▶ Recorded data:

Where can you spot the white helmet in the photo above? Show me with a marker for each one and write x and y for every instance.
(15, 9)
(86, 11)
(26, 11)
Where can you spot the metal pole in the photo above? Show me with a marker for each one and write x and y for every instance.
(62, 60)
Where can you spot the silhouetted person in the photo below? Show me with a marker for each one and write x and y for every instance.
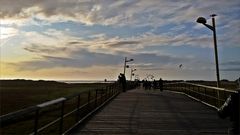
(154, 84)
(231, 108)
(161, 84)
(123, 82)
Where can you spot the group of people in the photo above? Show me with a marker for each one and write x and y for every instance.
(148, 85)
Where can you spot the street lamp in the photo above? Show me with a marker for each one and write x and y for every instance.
(126, 66)
(132, 74)
(203, 21)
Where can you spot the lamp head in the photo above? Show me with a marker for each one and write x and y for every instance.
(201, 20)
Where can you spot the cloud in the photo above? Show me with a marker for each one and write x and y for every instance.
(231, 63)
(113, 12)
(230, 69)
(7, 32)
(122, 43)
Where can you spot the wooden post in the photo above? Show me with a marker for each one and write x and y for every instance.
(36, 122)
(61, 118)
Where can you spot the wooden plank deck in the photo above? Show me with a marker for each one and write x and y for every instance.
(154, 113)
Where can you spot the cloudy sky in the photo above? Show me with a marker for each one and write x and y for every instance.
(88, 39)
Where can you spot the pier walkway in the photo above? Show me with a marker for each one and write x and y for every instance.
(141, 112)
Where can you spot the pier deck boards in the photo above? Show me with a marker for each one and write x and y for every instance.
(142, 112)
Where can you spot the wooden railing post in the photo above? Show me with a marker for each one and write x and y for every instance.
(96, 93)
(89, 96)
(36, 122)
(218, 98)
(78, 105)
(61, 118)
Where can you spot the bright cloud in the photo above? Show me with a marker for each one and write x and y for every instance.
(80, 35)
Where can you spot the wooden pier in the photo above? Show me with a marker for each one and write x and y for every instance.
(152, 112)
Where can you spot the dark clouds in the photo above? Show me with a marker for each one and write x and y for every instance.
(83, 58)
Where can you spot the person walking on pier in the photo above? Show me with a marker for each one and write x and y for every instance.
(123, 82)
(161, 84)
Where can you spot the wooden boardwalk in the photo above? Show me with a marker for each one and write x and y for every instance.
(154, 113)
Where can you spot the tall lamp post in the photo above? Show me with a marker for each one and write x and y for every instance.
(125, 64)
(203, 21)
(132, 74)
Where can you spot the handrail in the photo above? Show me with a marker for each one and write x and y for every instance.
(208, 95)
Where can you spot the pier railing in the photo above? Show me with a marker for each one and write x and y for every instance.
(209, 95)
(61, 115)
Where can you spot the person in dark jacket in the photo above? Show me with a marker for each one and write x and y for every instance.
(123, 81)
(231, 108)
(161, 84)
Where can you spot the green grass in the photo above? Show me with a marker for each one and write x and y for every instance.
(19, 94)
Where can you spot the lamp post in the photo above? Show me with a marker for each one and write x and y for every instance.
(132, 74)
(126, 66)
(203, 21)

▶ What is expected: The "Where can you spot the lamp post" line through the last line above: set these down exactly and add nothing else.

▶ Answer box:
Where can you spot the lamp post in the photo above? Show me with a marker for each one and write x and y for every instance.
(132, 74)
(126, 66)
(203, 21)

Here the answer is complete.